PROBLEM TO SOLVE:
Each record is to be copied exactly, with its pictures left behind.

DATA LISTING:
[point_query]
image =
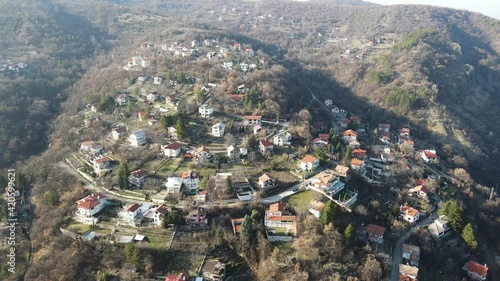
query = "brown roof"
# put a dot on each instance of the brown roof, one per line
(139, 173)
(276, 207)
(133, 207)
(375, 229)
(478, 268)
(309, 159)
(174, 145)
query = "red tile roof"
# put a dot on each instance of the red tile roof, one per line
(181, 277)
(103, 159)
(276, 207)
(309, 159)
(349, 133)
(174, 145)
(252, 117)
(375, 229)
(88, 203)
(477, 268)
(409, 211)
(133, 207)
(266, 143)
(139, 173)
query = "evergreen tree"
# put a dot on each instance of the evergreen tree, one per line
(347, 155)
(454, 212)
(252, 143)
(167, 121)
(123, 175)
(349, 234)
(330, 213)
(469, 237)
(181, 128)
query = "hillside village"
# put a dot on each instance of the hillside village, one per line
(225, 147)
(188, 162)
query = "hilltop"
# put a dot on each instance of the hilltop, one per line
(95, 70)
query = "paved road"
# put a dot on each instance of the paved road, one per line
(266, 200)
(397, 254)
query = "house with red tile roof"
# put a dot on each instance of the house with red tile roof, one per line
(252, 120)
(89, 206)
(375, 233)
(180, 277)
(409, 214)
(309, 163)
(266, 146)
(136, 178)
(266, 182)
(349, 135)
(173, 149)
(429, 156)
(476, 271)
(279, 222)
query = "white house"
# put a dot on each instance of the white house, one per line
(349, 135)
(218, 129)
(409, 214)
(233, 153)
(202, 152)
(89, 206)
(429, 156)
(206, 110)
(122, 99)
(101, 164)
(157, 80)
(174, 185)
(117, 133)
(309, 163)
(138, 138)
(191, 182)
(136, 178)
(265, 146)
(282, 139)
(130, 212)
(252, 120)
(266, 182)
(172, 132)
(315, 207)
(173, 149)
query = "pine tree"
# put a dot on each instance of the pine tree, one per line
(349, 234)
(181, 128)
(454, 212)
(469, 237)
(330, 213)
(123, 175)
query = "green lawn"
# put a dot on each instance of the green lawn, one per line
(300, 201)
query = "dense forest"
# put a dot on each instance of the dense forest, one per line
(440, 76)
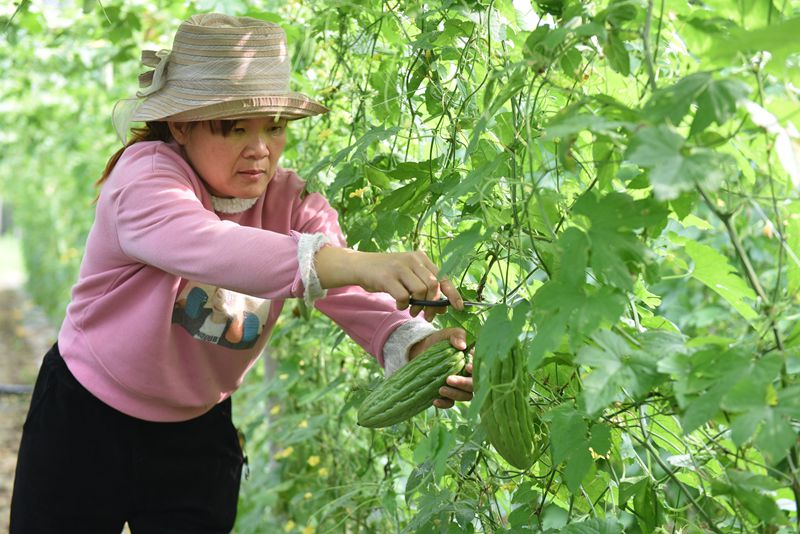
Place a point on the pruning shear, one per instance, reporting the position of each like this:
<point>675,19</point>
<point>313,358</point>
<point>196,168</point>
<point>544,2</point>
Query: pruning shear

OUTPUT BELOW:
[point_query]
image =
query = "brown roof"
# put a dot on each instance of the brown roof, one per line
(139, 173)
(276, 207)
(133, 207)
(375, 229)
(478, 268)
(309, 159)
(174, 145)
query = "red tile roof"
# put a dot on each instance of the red tile roof, one per line
(181, 277)
(103, 159)
(276, 207)
(309, 159)
(349, 133)
(174, 145)
(252, 117)
(375, 229)
(88, 203)
(477, 268)
(409, 211)
(133, 207)
(266, 143)
(139, 173)
query = "evergreen tree"
# put a dot on each instance of the evergreen tree, one per line
(347, 155)
(454, 212)
(252, 143)
(167, 121)
(123, 175)
(349, 234)
(330, 213)
(469, 237)
(181, 128)
query = "hillside village"
# put a dot on each instance of the hillside village, one per line
(225, 147)
(188, 162)
query = "hilltop"
# put a dot on each instance of the hilltop, one per line
(95, 70)
query = "paved road"
# put a dot on each instance of the paved road, one per line
(266, 200)
(397, 254)
query = "house with red tile roof"
# put a dot on each instance of the house with red tile roof, one per line
(252, 120)
(89, 206)
(375, 233)
(180, 277)
(409, 214)
(309, 163)
(266, 146)
(136, 178)
(266, 182)
(349, 135)
(173, 149)
(429, 156)
(476, 271)
(279, 222)
query = "white house"
# put a dot on each instance of the white house, one per line
(349, 135)
(218, 129)
(409, 214)
(233, 153)
(202, 152)
(89, 206)
(429, 156)
(206, 110)
(122, 99)
(101, 164)
(157, 80)
(174, 185)
(117, 133)
(309, 163)
(138, 138)
(191, 182)
(136, 178)
(265, 146)
(282, 139)
(130, 212)
(252, 120)
(266, 182)
(172, 132)
(315, 207)
(173, 149)
query = "pine tree"
# put a dot on each instance of the pine tree, one per line
(349, 234)
(181, 128)
(454, 212)
(469, 237)
(330, 213)
(123, 175)
query = "green lawn"
# put a dot on each instance of the green lawn, one per line
(300, 201)
query = "dense forest"
# put a dot on each instance of the dense forest, one per line
(440, 76)
Place a point on the pruning shear, one per instance, reporting the position of each like this:
<point>675,19</point>
<point>313,358</point>
<point>196,168</point>
<point>544,2</point>
Query: pruning shear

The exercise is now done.